EXERCISE GOAL :: Transcribe all of the material exactly.

SUPPLIED RECORDS ::
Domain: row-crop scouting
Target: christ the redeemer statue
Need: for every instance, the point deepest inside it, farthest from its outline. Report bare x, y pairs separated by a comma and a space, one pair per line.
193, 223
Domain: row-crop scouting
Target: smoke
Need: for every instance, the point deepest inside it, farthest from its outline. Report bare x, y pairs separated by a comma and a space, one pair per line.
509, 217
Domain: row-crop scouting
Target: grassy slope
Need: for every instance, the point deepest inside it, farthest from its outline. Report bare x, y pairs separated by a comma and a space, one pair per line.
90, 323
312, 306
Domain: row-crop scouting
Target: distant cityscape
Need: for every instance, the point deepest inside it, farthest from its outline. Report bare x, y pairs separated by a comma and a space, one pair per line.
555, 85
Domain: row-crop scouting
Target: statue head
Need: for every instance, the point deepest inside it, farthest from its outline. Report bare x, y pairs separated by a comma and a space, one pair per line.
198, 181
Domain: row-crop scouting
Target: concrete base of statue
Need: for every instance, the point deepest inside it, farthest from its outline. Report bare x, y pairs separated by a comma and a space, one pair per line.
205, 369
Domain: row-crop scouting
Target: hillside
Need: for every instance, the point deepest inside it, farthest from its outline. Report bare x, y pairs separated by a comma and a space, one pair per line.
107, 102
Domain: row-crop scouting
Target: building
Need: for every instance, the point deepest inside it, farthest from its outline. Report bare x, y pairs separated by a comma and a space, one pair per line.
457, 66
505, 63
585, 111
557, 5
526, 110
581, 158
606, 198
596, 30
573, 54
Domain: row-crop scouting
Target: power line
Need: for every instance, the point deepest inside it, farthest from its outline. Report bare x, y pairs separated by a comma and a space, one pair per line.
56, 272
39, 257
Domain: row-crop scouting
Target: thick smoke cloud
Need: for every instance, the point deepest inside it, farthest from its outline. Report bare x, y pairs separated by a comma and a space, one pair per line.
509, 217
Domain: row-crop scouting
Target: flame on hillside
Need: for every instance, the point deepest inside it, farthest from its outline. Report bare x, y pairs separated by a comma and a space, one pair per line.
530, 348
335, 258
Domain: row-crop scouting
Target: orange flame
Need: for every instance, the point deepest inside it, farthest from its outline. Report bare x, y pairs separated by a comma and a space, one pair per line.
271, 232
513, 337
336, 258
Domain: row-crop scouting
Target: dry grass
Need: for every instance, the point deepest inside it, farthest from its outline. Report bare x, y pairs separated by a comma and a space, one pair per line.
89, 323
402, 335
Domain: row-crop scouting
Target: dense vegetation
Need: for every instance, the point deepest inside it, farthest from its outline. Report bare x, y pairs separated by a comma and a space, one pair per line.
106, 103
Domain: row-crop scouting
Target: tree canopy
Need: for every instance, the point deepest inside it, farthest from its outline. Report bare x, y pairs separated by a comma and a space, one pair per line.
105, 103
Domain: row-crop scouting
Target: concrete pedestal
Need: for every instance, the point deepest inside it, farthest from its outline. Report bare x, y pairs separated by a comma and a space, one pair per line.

THE SOLUTION ::
Domain: row-crop scouting
Target: christ the redeemer statue
Need: for every instance, the point deepest inside it, farthest from its outline. Report bare x, y pairs separated by a comma and a space, one pair per line.
193, 223
Domain: row-crop scouting
Target: smoke
Need: for every instance, the point deepest inside it, farthest from its outline. Report bare x, y pairs separated by a comma and a space, one pair per line.
509, 217
Domain: row-crop scouting
Target: grassy slope
Need: for every instance, the point deepest inside it, farthest from its outline. Report bare x, y pairs separated by a comma and a space, one pair per line.
90, 323
312, 306
Domain: row-crop scouting
Target: distant cityscape
Need: for every instance, the point deepest inside it, farthest from its outline. Report bare x, y pairs separated by a comma and a space, one pair per line.
555, 85
Domain: row-crop scouting
Target: statue head
Need: for every instance, the point deepest inside it, farthest from its outline. Report bare x, y pairs separated by a comma and a space, one pair per line.
198, 181
Domain: row-crop scouting
Target: concrete base of statue
Need: for every instance, the point deepest inside it, farthest from its outline. Report bare x, y pairs separated by a comma and a space, one pair per line.
205, 369
Domain: row-crop scouting
Target: hillside
Need: for every instance, the point deepest inside it, farthest from its outline. Report bare x, y pairs separated by a comma and a space, one pair per line.
107, 102
Domain: row-crop scouting
Target: building
Need: for every instance, the point deepest inside it, farthest from its outline. Report bare x, y pairs separated by a comma and a space, one pair per line.
457, 66
505, 63
585, 111
557, 5
526, 110
581, 158
606, 198
596, 30
573, 54
Domain: row-crop scouting
Target: power line
Need: for every instance, the point deepest inside it, farthest from its outline. Report bare x, y pairs separated by a comma and a space, one pair per line.
56, 272
39, 257
Domain: row-crop scouting
Target: thick smoke cloud
Need: for every instance, the point deepest inside it, farthest from its outline. Report bare x, y pairs separated by a comma and a space, one pair per line.
509, 217
Domain: row-crop scouting
Target: flame on hillside
Need: for every instance, the point deepest inside it, farthest from its outline. Report bare x, y pairs separated by a comma and a space, one pair per line.
530, 348
335, 258
Domain: row-crop scouting
Target: orange flame
Need: for every instance, the point deepest inside it, farthest from its outline. Report bare x, y pairs separated by a comma and a space, one pair per line.
271, 232
513, 337
336, 258
Domain: row-crop scouting
Target: dry grass
Need: for every instance, the point deepest inside it, farthest from its outline. Report bare x, y pairs separated by a comma and a space, one pair per line.
89, 323
402, 335
Domain: row-crop scouting
Target: dense vegetation
Need: for every instance, the point deepest inside it, farthest from its outline. Report bare x, y pairs separated by a comma and a space, one pair per line.
106, 103
Domain: row-crop scouting
Target: tree canopy
Need: for every instance, the point deepest inside it, farthest from its outline. Report bare x, y pairs separated by a comma and a space, one pair per line.
105, 103
Domain: row-crop scouting
Target: concrete pedestal
Need: for every instance, the point deepest inside it, farthest from its outline. Report bare x, y pairs separated by a comma and a space, one pair per line.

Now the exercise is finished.